> _ARBEITSANWEISUNGEN_:
1. Wofür steht laut dem Forenauszug die Bezeichnung „TrxSys“?
2. Gib den Forenauszug von „1. Die Paketzerstücklung“ bis „noch bei Client.“ wortgetreu wieder.

> _ARTIKEL_:
☆ ☆ ☆ ☆ ☆
1. Die Paketzerstücklung habe ich schon im Netzwerkanalyse-Tool von Microsoft gesehen
2. Ich finde bei soap-stone keine Optionen, wo man ein andere Ip-Adresse + Port angeben kann weder bei Server noch bei Client.

3. TrxSys ist ein Synonym für ein Transaktionssystem.


----------



## tuxedo (29. Okt 2008)

1) Prima
2) Siehe meinen letzten Post
3) Schön. Ein tolles Wort, dieses "Transaktionssystem". Was dahinter steckt und ob es ggf. einer norm folgt, steht leider noch nicht in diesem Thread. 
4) Java an sich ist nicht schuld für Zerstückelungen und langsame Übertragung von Paketen in deinem "TrxSys" Fall. Entweder die Implementierung ist schlecht (ob C oder Java Seite sei mal dahingestellt), oder, was von einer schlechten Implementierung eigentlich eingeschlossen ist, die Adaption von Datentypen von Java auf C und umgekehrt ist schlecht. 

Gruß
Alex


----------



## saez (29. Okt 2008)
☆ ☆ ☆ ☆ ☆
Auszüge aus Zeigedaten

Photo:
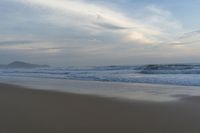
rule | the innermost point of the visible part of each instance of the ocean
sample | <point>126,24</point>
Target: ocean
<point>172,74</point>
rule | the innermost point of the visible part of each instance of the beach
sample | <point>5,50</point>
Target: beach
<point>40,111</point>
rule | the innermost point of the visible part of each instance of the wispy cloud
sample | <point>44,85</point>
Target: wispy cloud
<point>97,19</point>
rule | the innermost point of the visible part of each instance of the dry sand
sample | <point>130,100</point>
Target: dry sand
<point>35,111</point>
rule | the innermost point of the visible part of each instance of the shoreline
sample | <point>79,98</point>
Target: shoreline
<point>26,110</point>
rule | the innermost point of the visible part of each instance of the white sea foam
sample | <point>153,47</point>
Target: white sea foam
<point>177,74</point>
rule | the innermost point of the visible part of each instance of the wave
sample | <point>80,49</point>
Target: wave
<point>175,74</point>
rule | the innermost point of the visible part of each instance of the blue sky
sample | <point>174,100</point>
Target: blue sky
<point>99,32</point>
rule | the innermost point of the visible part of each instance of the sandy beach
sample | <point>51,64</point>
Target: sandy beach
<point>36,111</point>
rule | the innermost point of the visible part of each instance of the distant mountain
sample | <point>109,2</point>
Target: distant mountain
<point>20,64</point>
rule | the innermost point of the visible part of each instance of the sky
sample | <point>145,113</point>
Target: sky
<point>99,32</point>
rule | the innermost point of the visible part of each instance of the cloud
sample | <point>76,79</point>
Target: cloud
<point>97,19</point>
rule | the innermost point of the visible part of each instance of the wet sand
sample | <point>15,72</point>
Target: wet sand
<point>35,111</point>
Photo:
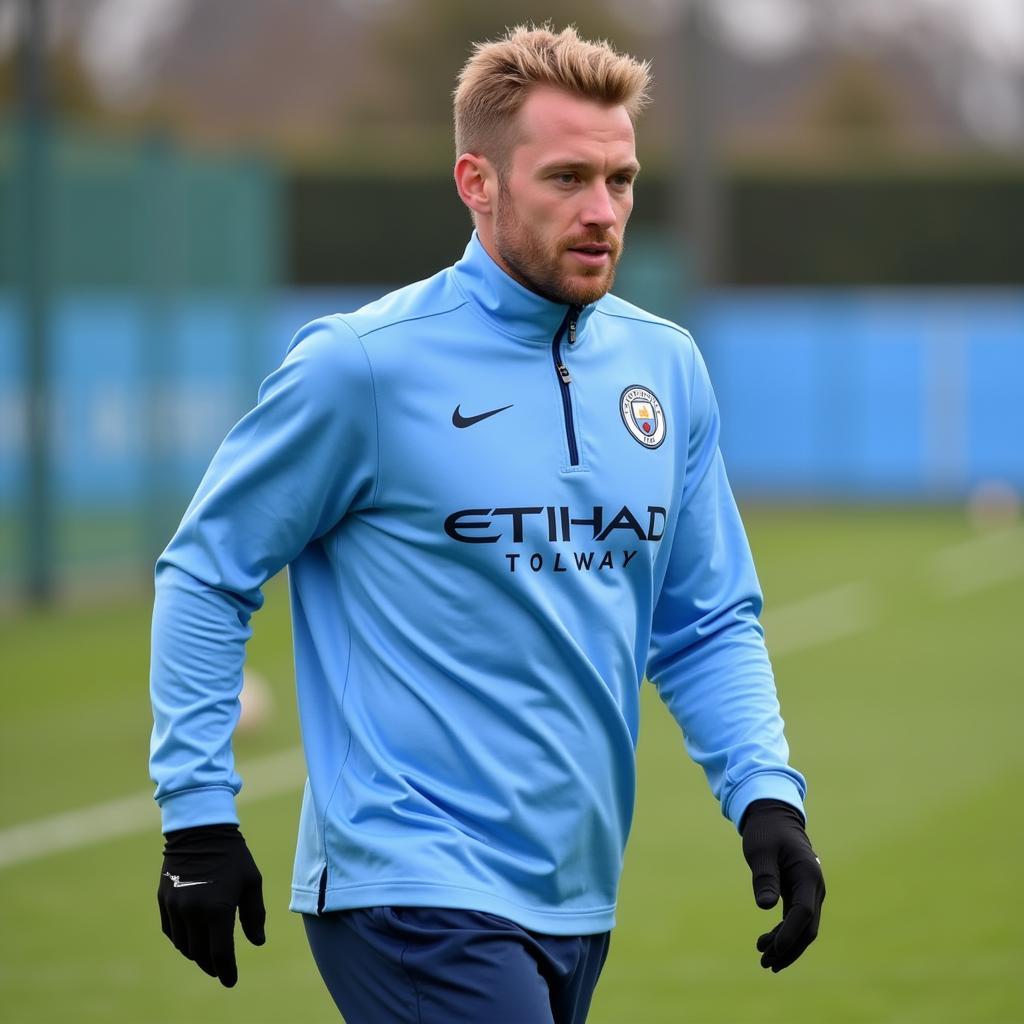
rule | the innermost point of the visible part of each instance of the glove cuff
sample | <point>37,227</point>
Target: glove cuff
☆ ☆ ☆ ☆ ☆
> _DIE LÖSUNGEN_:
1. Für ein Transaktionssystem.

2.
1. Die Paketzerstücklung habe ich schon im Netzwerkanalyse-Tool von Microsoft gesehen
2. Ich finde bei soap-stone keine Optionen, wo man ein andere Ip-Adresse + Port angeben kann weder bei Server noch bei Client.